**WORK REQUIRED**.
Tally the lines in the listing below that contain the string "soldier". Reply with the number alone.

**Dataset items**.
__________
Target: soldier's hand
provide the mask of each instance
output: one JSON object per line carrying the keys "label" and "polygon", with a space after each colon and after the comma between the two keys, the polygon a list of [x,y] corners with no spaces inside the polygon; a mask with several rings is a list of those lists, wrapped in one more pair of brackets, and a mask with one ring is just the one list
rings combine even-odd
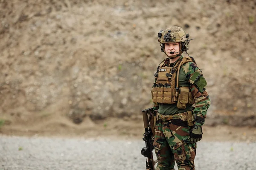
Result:
{"label": "soldier's hand", "polygon": [[192,130],[190,132],[188,142],[189,143],[194,143],[197,142],[202,139],[203,136],[203,129],[202,126],[195,125]]}

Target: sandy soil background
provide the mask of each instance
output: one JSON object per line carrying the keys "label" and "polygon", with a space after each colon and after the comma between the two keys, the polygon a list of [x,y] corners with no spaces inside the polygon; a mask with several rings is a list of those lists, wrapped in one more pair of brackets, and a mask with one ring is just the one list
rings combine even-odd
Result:
{"label": "sandy soil background", "polygon": [[0,132],[140,137],[140,111],[152,106],[165,58],[157,34],[177,26],[194,39],[188,52],[208,82],[204,135],[253,140],[255,8],[242,0],[0,0]]}

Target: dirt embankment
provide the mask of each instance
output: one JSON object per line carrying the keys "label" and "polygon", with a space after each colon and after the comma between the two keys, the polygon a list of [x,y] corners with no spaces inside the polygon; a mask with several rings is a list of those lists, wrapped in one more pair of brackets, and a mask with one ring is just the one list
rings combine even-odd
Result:
{"label": "dirt embankment", "polygon": [[256,8],[241,0],[0,0],[2,131],[141,119],[165,58],[157,33],[171,26],[194,39],[189,54],[212,100],[206,123],[255,126]]}

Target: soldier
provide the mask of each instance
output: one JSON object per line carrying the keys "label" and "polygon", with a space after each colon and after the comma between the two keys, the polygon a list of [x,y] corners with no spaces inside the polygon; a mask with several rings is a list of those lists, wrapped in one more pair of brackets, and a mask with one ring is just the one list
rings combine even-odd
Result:
{"label": "soldier", "polygon": [[153,145],[157,158],[156,170],[195,169],[196,142],[210,101],[207,83],[192,57],[187,54],[189,34],[173,26],[158,33],[161,51],[167,56],[158,65],[151,93],[158,109]]}

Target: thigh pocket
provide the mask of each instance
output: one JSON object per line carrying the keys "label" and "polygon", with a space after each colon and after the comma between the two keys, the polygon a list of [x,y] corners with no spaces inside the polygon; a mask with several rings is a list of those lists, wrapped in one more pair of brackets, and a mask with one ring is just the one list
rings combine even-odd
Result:
{"label": "thigh pocket", "polygon": [[153,142],[153,145],[154,147],[156,154],[157,156],[160,156],[161,154],[160,153],[161,150],[161,144],[154,141],[154,142]]}
{"label": "thigh pocket", "polygon": [[178,165],[183,163],[186,159],[185,150],[182,147],[182,143],[177,143],[172,147],[172,153]]}

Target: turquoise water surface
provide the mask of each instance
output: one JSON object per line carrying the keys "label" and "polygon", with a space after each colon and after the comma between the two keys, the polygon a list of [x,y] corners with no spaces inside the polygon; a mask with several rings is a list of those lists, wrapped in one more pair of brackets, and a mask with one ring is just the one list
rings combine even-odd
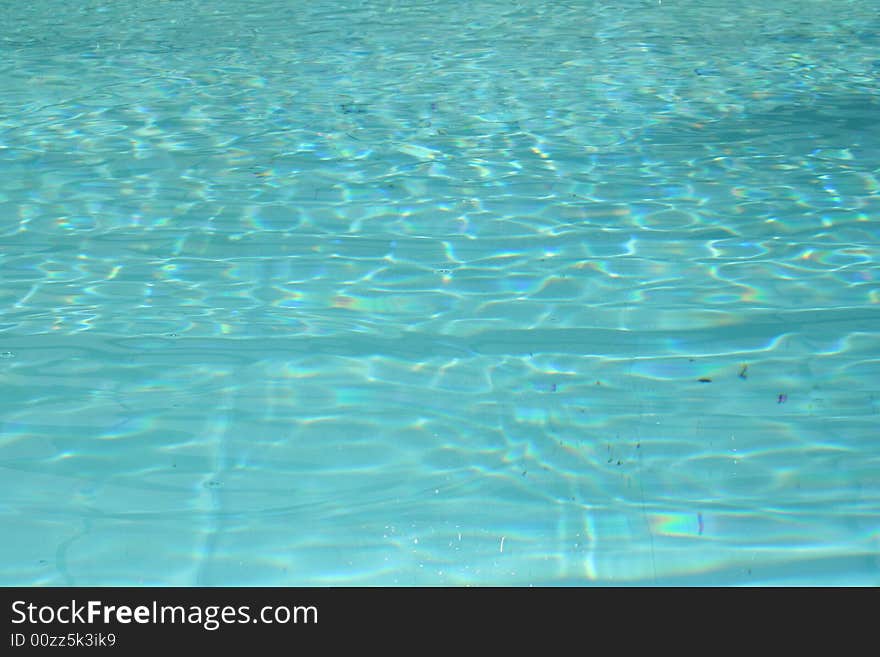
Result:
{"label": "turquoise water surface", "polygon": [[875,2],[0,26],[0,584],[880,584]]}

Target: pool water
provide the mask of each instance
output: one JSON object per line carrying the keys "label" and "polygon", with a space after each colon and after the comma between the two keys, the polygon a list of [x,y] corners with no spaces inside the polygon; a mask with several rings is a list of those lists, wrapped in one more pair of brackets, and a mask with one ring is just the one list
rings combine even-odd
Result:
{"label": "pool water", "polygon": [[874,2],[0,16],[0,584],[880,584]]}

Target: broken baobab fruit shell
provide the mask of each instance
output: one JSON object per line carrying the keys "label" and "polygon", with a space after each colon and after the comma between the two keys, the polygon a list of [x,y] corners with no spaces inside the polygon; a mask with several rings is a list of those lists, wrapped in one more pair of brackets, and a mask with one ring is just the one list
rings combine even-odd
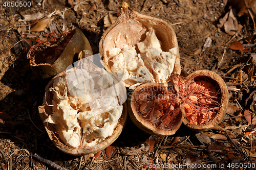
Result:
{"label": "broken baobab fruit shell", "polygon": [[106,70],[118,75],[126,87],[148,81],[164,83],[171,73],[181,72],[172,26],[123,5],[116,22],[102,35],[99,48]]}
{"label": "broken baobab fruit shell", "polygon": [[35,75],[42,81],[64,71],[78,60],[74,56],[80,51],[93,55],[88,40],[78,29],[60,35],[50,33],[47,38],[37,41],[38,43],[30,48],[27,58]]}
{"label": "broken baobab fruit shell", "polygon": [[128,101],[131,118],[140,129],[151,134],[174,134],[185,115],[180,112],[174,92],[167,83],[150,83],[139,86]]}
{"label": "broken baobab fruit shell", "polygon": [[190,130],[205,131],[217,126],[225,115],[228,91],[216,73],[199,70],[185,79],[172,74],[170,82],[138,86],[129,101],[134,123],[144,131],[167,136],[183,122]]}
{"label": "broken baobab fruit shell", "polygon": [[38,107],[54,145],[72,155],[95,153],[111,144],[127,116],[125,87],[103,69],[90,70],[95,68],[89,63],[53,78]]}
{"label": "broken baobab fruit shell", "polygon": [[183,124],[190,130],[205,131],[222,120],[228,103],[228,92],[222,78],[209,70],[198,70],[185,79],[186,100],[181,104],[185,113]]}

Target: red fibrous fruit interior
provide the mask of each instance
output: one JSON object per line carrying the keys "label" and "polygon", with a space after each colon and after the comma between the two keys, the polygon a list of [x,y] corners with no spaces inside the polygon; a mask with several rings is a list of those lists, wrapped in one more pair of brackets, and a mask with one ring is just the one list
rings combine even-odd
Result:
{"label": "red fibrous fruit interior", "polygon": [[135,95],[135,106],[141,117],[162,130],[173,129],[180,121],[180,108],[174,95],[167,87],[148,86]]}
{"label": "red fibrous fruit interior", "polygon": [[153,126],[171,130],[178,123],[181,109],[194,125],[206,124],[220,110],[221,96],[217,82],[204,77],[185,80],[179,75],[171,77],[172,85],[145,86],[135,96],[139,115]]}

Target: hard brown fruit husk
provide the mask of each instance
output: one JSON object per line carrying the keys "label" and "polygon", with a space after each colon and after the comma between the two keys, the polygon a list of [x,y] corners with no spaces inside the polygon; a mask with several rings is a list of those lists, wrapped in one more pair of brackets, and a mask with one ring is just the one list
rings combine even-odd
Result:
{"label": "hard brown fruit husk", "polygon": [[[90,69],[92,68],[89,68]],[[123,104],[123,110],[121,117],[119,119],[119,122],[115,128],[113,134],[109,137],[106,137],[105,140],[100,143],[91,147],[79,147],[76,148],[70,147],[63,143],[58,136],[57,134],[55,132],[54,125],[48,123],[46,120],[49,117],[50,114],[53,112],[52,107],[50,106],[52,103],[53,95],[49,91],[49,88],[52,87],[54,80],[59,77],[65,77],[66,71],[63,71],[55,77],[54,77],[47,84],[45,88],[45,96],[43,100],[43,105],[38,107],[39,114],[41,120],[44,123],[44,126],[48,135],[52,141],[55,147],[62,152],[69,155],[75,156],[81,156],[96,153],[100,150],[103,150],[113,142],[114,142],[121,134],[127,119],[127,109],[126,102]],[[114,81],[116,81],[116,78],[112,76]],[[119,88],[120,87],[119,86]],[[123,90],[123,89],[121,89]],[[124,89],[124,90],[126,90]]]}
{"label": "hard brown fruit husk", "polygon": [[74,62],[75,54],[78,54],[80,51],[87,50],[93,54],[88,40],[80,30],[76,29],[69,34],[72,37],[72,38],[53,64],[48,63],[36,63],[35,58],[36,56],[28,56],[28,58],[30,58],[29,63],[33,71],[42,82],[47,82],[50,79],[65,70]]}
{"label": "hard brown fruit husk", "polygon": [[[113,47],[122,48],[125,44],[135,45],[143,41],[146,37],[145,33],[150,27],[155,30],[158,39],[162,42],[161,48],[163,52],[168,52],[175,47],[178,48],[176,35],[169,23],[161,19],[139,14],[130,7],[123,7],[120,15],[103,33],[99,43],[99,50],[102,58],[103,65],[108,72],[113,72],[111,70],[113,62],[110,60],[107,52],[108,50]],[[120,38],[117,40],[119,34]],[[115,43],[115,41],[117,42]],[[180,74],[181,70],[178,50],[173,72]],[[135,84],[122,81],[126,87]]]}
{"label": "hard brown fruit husk", "polygon": [[[138,99],[144,98],[145,94],[152,95],[152,94],[155,94],[155,93],[164,94],[165,93],[169,93],[168,88],[168,85],[167,83],[150,83],[144,84],[137,87],[133,91],[128,101],[128,112],[131,118],[138,127],[149,134],[159,136],[172,135],[176,132],[182,124],[182,121],[185,116],[185,112],[180,112],[179,108],[177,108],[178,112],[177,113],[177,115],[176,115],[176,117],[173,120],[173,124],[174,125],[172,125],[170,128],[159,128],[157,126],[156,126],[156,125],[142,117],[137,111],[138,106],[136,106],[135,103],[136,101],[137,101]],[[153,91],[151,92],[151,90],[152,90],[152,89],[153,89]],[[144,92],[141,92],[141,91],[143,91]],[[141,94],[143,94],[143,95],[141,97],[140,95]],[[157,100],[158,99],[157,99]],[[130,106],[131,107],[130,107]],[[168,118],[170,117],[169,117],[167,118]],[[170,118],[172,118],[170,117]]]}
{"label": "hard brown fruit husk", "polygon": [[[205,131],[213,128],[222,120],[228,105],[228,90],[226,84],[218,75],[211,71],[198,70],[189,75],[185,79],[178,75],[173,75],[170,80],[172,83],[144,84],[138,86],[133,92],[128,102],[129,106],[131,106],[128,110],[132,120],[139,128],[151,134],[168,136],[175,134],[182,122],[191,130]],[[204,90],[198,86],[194,88],[195,84],[202,85],[205,88]],[[209,84],[210,87],[206,86]],[[213,88],[213,91],[217,92],[216,94],[211,92],[211,88]],[[204,93],[206,94],[204,95]],[[167,98],[165,97],[166,95],[168,95]],[[190,100],[196,96],[199,98],[196,101]],[[168,99],[164,102],[164,99]],[[202,99],[210,101],[211,103],[202,104],[200,103]],[[159,102],[162,105],[158,104]],[[163,114],[159,113],[158,115],[160,116],[157,117],[157,119],[153,118],[154,116],[152,115],[157,114],[157,112],[161,110],[156,108],[159,108],[160,105],[164,106],[165,104],[167,106],[165,108],[163,106],[160,107]],[[187,104],[195,106],[196,107],[192,110],[195,111],[195,114],[203,113],[202,111],[197,112],[198,110],[205,110],[206,112],[210,110],[213,113],[208,113],[209,118],[205,119],[205,122],[194,124],[187,115],[191,113],[187,110],[187,107],[185,107]],[[173,108],[171,109],[173,113],[169,112],[172,105],[173,106]],[[144,110],[146,111],[144,112]],[[170,126],[166,125],[166,122],[169,122]]]}

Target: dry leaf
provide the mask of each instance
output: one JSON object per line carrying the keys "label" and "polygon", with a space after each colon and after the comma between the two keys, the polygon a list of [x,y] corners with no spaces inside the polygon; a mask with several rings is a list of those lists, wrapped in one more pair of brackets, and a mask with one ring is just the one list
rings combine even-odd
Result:
{"label": "dry leaf", "polygon": [[110,158],[111,155],[112,155],[113,152],[114,151],[114,147],[113,146],[109,146],[106,147],[106,157],[108,158]]}
{"label": "dry leaf", "polygon": [[29,21],[31,20],[39,19],[44,17],[44,14],[38,12],[31,15],[23,15],[23,16],[24,17],[24,19],[19,19],[18,21]]}
{"label": "dry leaf", "polygon": [[246,15],[251,17],[249,12],[248,11],[246,5],[248,8],[252,12],[252,13],[256,14],[256,1],[255,0],[228,0],[228,2],[230,3],[233,7],[239,10],[238,14],[238,16]]}
{"label": "dry leaf", "polygon": [[210,138],[204,133],[197,133],[196,136],[197,136],[198,139],[203,145],[205,145],[205,144],[208,144],[211,142]]}
{"label": "dry leaf", "polygon": [[94,155],[94,158],[98,158],[100,155],[100,154],[101,154],[101,150],[99,151],[95,155]]}
{"label": "dry leaf", "polygon": [[233,13],[234,11],[233,10],[230,9],[227,20],[224,23],[225,31],[230,35],[234,35],[237,31],[240,32],[243,28],[242,25],[238,24],[238,20]]}
{"label": "dry leaf", "polygon": [[249,124],[251,122],[251,113],[252,112],[249,111],[248,109],[245,110],[244,112],[244,117]]}
{"label": "dry leaf", "polygon": [[164,162],[166,162],[166,154],[163,154],[163,153],[159,153],[159,155],[160,156],[160,157],[163,159],[163,160],[164,161]]}
{"label": "dry leaf", "polygon": [[227,139],[227,138],[226,136],[221,134],[216,134],[209,137],[210,138],[214,139],[220,139],[223,140]]}
{"label": "dry leaf", "polygon": [[228,46],[229,48],[233,50],[240,50],[244,49],[244,45],[239,41],[234,41],[230,43]]}
{"label": "dry leaf", "polygon": [[236,106],[228,106],[227,108],[227,113],[230,114],[231,113],[234,112],[239,110],[238,107]]}
{"label": "dry leaf", "polygon": [[155,140],[153,139],[151,139],[149,140],[146,139],[145,142],[150,144],[150,149],[148,149],[148,153],[150,153],[151,152],[151,151],[152,151],[152,149],[154,148],[154,144],[155,144]]}
{"label": "dry leaf", "polygon": [[39,20],[36,25],[31,28],[31,31],[34,32],[40,32],[45,30],[46,27],[48,25],[48,23],[50,21],[51,18],[46,18],[41,20]]}

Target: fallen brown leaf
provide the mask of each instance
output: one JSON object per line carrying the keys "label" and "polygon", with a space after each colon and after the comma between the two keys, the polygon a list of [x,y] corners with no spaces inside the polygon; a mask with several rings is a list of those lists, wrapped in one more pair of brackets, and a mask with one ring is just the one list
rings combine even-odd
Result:
{"label": "fallen brown leaf", "polygon": [[141,144],[141,147],[138,148],[137,149],[131,151],[126,150],[122,152],[121,153],[122,154],[127,154],[129,155],[139,155],[141,154],[143,152],[147,151],[150,148],[150,145],[145,145],[143,143]]}
{"label": "fallen brown leaf", "polygon": [[239,41],[234,41],[230,43],[228,46],[233,50],[240,50],[244,49],[244,46]]}
{"label": "fallen brown leaf", "polygon": [[95,155],[94,155],[94,158],[98,158],[100,155],[100,154],[101,154],[101,150],[99,151]]}
{"label": "fallen brown leaf", "polygon": [[[228,0],[228,2],[239,10],[239,12],[237,15],[238,16],[246,15],[251,17],[248,9],[256,14],[256,1],[255,0]],[[245,2],[246,3],[248,9]]]}
{"label": "fallen brown leaf", "polygon": [[31,28],[31,31],[34,32],[40,32],[45,30],[46,28],[48,25],[48,23],[51,20],[51,18],[46,18],[41,20],[39,20],[36,25]]}
{"label": "fallen brown leaf", "polygon": [[248,109],[246,109],[244,112],[244,117],[249,124],[251,122],[251,113],[252,113],[252,112],[249,111]]}

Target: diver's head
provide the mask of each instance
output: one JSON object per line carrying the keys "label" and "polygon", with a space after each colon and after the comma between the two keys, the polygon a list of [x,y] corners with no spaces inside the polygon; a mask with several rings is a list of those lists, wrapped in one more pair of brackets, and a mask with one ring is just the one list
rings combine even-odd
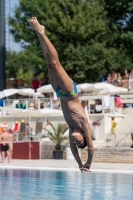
__________
**RESPONSE TO THIS TASK**.
4